# Description of the task:
Return only the lines starting at the line that contains "Where can the dark seed" and ending with the final line of the listing; include both endpoints.

Stored data:
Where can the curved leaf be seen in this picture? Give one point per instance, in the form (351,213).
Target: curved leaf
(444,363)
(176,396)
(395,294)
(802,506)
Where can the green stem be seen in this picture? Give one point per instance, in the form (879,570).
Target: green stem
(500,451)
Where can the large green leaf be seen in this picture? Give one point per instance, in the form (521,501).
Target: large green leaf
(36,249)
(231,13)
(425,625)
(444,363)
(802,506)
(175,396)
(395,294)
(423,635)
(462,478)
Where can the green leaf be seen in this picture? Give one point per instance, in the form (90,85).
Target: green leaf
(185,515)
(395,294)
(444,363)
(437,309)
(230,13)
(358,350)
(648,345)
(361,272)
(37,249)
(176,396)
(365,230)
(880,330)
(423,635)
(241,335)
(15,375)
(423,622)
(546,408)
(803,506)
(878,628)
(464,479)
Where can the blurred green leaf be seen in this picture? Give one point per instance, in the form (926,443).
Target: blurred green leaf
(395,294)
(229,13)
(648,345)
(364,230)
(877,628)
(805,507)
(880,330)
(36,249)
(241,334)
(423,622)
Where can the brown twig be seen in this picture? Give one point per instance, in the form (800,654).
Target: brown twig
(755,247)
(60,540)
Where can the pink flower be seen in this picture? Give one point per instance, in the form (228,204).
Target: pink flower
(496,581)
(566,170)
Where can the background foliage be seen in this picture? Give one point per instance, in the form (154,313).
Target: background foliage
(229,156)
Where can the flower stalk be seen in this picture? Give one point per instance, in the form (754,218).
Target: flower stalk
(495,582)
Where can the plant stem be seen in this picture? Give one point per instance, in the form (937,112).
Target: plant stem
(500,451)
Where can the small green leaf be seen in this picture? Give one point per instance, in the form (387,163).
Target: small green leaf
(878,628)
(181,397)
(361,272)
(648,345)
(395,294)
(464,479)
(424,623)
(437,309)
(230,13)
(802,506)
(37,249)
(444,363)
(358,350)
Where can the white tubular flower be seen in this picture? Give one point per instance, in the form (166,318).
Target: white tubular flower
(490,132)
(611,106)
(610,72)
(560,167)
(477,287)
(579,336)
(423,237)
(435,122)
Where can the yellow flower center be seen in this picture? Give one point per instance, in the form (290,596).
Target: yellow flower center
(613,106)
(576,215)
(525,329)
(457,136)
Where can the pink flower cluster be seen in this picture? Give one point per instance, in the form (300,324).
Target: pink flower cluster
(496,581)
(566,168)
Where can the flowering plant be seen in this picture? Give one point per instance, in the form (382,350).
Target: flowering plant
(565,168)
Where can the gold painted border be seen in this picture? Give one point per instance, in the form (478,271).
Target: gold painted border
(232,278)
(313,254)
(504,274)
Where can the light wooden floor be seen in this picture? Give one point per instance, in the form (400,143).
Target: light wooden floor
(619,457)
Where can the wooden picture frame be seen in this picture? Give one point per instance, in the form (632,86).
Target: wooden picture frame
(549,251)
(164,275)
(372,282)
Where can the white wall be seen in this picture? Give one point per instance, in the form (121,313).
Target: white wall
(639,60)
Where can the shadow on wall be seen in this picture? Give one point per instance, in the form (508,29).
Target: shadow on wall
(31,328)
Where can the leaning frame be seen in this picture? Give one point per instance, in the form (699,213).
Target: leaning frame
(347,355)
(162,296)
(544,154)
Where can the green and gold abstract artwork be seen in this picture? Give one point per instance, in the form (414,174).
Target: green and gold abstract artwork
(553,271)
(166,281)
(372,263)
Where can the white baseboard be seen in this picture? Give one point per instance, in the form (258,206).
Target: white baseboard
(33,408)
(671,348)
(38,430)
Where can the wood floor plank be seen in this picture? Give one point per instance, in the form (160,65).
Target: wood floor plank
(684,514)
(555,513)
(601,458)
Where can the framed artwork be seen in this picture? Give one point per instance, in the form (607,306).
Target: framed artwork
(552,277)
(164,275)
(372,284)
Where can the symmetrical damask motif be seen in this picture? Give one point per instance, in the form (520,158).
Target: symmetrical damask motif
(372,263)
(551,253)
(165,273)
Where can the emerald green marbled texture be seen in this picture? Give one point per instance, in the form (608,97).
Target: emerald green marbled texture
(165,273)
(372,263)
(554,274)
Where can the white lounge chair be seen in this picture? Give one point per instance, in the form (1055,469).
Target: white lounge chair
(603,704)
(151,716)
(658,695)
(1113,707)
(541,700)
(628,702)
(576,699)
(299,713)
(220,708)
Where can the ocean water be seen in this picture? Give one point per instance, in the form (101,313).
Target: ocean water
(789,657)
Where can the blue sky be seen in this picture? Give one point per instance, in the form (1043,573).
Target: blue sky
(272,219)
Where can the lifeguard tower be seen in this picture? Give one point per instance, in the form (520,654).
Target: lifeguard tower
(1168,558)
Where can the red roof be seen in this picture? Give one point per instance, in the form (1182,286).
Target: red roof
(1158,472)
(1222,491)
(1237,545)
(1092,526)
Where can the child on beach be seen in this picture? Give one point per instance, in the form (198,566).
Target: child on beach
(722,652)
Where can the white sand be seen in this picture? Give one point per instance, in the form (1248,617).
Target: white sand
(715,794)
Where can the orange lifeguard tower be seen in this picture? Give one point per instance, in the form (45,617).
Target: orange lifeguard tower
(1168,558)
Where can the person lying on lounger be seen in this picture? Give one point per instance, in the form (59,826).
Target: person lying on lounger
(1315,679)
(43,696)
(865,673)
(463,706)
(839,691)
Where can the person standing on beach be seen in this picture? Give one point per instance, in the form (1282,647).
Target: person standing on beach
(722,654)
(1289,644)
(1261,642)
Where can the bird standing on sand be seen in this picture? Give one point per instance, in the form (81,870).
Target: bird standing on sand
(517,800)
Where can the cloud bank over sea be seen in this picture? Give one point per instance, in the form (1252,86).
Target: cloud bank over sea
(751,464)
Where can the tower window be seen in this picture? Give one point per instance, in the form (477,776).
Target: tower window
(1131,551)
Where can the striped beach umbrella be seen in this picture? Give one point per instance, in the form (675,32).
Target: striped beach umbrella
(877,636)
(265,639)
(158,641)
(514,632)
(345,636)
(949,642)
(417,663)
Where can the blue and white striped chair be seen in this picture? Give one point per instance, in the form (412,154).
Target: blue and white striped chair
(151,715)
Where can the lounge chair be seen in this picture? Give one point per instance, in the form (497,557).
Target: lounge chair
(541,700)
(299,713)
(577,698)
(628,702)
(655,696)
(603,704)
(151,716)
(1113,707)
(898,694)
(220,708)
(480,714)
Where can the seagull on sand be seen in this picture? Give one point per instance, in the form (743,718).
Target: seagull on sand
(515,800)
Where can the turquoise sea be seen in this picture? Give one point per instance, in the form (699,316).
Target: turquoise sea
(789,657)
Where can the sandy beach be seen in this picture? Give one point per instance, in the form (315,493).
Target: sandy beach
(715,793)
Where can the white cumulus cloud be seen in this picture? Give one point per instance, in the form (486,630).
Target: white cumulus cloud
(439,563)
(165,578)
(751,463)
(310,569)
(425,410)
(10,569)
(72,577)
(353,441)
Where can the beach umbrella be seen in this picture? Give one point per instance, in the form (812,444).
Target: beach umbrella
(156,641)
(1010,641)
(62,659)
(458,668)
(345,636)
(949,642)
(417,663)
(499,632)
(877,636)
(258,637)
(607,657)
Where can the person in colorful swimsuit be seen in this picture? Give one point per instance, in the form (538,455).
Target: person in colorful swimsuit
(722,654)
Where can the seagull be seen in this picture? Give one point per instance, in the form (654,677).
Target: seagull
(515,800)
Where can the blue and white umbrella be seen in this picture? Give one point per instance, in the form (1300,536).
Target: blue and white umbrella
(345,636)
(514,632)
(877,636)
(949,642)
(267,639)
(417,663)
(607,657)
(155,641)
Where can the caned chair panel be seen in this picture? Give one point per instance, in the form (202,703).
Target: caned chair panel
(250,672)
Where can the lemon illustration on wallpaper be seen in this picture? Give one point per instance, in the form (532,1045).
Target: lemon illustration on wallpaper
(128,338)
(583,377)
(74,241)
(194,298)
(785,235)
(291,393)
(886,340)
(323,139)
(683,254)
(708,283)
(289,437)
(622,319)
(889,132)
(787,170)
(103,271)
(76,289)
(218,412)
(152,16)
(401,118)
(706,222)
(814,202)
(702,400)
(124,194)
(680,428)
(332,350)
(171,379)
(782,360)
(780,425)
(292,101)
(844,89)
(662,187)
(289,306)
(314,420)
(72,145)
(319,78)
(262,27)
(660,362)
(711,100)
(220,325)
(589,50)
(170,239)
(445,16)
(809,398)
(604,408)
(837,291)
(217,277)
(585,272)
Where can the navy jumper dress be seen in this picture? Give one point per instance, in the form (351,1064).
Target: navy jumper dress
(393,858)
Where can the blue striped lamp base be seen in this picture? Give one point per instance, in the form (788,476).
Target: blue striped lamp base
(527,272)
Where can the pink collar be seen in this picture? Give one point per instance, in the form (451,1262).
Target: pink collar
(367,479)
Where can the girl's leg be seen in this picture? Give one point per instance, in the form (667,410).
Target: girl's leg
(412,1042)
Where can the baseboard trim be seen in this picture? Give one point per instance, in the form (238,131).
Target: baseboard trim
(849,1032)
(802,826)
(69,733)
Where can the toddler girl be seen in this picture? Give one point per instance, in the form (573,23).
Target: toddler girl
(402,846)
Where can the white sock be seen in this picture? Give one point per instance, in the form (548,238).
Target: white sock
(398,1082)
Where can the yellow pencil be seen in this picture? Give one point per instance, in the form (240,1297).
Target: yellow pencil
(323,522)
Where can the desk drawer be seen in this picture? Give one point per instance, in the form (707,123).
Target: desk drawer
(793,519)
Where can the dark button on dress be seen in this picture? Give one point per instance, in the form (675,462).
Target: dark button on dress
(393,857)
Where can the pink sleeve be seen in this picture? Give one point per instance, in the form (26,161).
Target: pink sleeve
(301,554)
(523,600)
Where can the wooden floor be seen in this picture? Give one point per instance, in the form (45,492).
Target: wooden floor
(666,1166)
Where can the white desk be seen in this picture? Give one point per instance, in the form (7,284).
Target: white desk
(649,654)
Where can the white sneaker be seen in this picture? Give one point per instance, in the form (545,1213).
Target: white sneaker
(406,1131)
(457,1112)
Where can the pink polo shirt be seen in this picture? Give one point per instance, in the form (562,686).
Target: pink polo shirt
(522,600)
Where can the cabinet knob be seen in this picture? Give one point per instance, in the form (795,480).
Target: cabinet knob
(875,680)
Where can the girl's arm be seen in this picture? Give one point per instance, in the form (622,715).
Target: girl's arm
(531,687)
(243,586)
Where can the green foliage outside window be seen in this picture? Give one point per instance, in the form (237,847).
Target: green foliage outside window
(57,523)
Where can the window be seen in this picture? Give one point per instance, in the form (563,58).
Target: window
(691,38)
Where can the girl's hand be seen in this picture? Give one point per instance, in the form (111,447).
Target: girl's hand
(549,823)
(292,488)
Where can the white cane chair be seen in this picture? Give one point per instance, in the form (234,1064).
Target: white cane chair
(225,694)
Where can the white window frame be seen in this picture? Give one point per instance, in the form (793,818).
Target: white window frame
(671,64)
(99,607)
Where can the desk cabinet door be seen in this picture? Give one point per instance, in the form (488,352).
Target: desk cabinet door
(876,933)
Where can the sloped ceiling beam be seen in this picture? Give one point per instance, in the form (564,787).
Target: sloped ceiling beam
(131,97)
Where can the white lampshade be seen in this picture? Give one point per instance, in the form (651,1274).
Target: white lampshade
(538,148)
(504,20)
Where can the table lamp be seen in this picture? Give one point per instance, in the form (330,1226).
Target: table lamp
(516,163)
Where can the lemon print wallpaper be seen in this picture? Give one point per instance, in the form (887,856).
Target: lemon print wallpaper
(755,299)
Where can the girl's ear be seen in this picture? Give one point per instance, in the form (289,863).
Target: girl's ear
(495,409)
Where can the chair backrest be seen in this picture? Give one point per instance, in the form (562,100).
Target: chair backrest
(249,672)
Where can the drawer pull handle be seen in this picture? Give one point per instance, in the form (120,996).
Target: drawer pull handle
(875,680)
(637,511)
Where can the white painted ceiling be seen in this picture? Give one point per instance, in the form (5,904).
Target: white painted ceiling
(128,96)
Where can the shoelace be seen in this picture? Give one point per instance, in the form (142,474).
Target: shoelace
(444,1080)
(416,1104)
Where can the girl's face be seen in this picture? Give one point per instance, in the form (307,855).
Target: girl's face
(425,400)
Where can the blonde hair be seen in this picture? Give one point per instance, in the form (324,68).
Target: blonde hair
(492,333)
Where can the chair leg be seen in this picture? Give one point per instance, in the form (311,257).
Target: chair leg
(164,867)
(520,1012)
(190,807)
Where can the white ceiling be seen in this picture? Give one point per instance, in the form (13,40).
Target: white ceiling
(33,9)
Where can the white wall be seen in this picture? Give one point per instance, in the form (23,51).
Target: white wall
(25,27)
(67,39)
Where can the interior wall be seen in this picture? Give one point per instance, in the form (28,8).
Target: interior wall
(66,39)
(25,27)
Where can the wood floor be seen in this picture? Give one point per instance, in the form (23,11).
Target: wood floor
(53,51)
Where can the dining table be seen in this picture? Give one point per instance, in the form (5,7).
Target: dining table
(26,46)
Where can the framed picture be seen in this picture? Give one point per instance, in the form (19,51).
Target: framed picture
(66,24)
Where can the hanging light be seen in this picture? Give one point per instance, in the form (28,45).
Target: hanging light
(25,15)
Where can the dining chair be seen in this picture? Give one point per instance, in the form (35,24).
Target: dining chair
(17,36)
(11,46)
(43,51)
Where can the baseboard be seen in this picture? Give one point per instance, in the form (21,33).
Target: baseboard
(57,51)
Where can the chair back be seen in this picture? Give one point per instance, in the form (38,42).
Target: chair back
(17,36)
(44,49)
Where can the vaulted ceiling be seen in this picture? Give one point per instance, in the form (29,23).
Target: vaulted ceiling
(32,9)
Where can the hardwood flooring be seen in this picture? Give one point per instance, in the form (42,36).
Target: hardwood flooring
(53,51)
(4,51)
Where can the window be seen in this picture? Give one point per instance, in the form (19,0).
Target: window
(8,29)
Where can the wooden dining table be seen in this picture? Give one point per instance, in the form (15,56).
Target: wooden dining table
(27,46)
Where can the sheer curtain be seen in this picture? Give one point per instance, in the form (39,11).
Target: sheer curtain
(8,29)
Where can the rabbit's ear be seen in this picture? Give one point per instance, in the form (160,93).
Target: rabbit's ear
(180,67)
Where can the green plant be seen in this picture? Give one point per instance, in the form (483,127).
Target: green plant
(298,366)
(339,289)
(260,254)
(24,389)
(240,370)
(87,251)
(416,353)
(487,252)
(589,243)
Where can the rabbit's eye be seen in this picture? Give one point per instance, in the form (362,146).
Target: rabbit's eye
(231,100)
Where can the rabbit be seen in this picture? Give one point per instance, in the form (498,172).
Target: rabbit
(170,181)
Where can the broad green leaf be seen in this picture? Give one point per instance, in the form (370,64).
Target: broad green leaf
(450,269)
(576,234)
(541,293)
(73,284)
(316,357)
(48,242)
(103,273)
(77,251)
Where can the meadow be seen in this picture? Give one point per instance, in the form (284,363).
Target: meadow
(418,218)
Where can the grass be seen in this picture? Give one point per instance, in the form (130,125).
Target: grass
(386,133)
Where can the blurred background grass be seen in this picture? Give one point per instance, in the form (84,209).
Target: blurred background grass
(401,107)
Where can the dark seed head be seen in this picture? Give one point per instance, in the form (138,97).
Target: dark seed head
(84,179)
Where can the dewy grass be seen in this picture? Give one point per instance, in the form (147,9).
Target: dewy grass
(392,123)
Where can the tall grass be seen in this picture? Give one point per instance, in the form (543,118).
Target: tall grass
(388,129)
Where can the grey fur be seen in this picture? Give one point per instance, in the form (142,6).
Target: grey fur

# Task result:
Where can the dark seed head be seen in this picture? Give one point per instance, in the form (138,97).
Target: dark seed head
(84,179)
Where can the dewy grass be seen in this picture? Give one point per instance, in the form (147,9).
Target: dewy grass
(392,123)
Where can the tall grass be seen in this picture? Give one point per instance, in the form (543,118).
Target: tall grass
(388,129)
Where can the grey fur be seen in this picture? Give one point per instance, in the form (142,6).
Target: grey fur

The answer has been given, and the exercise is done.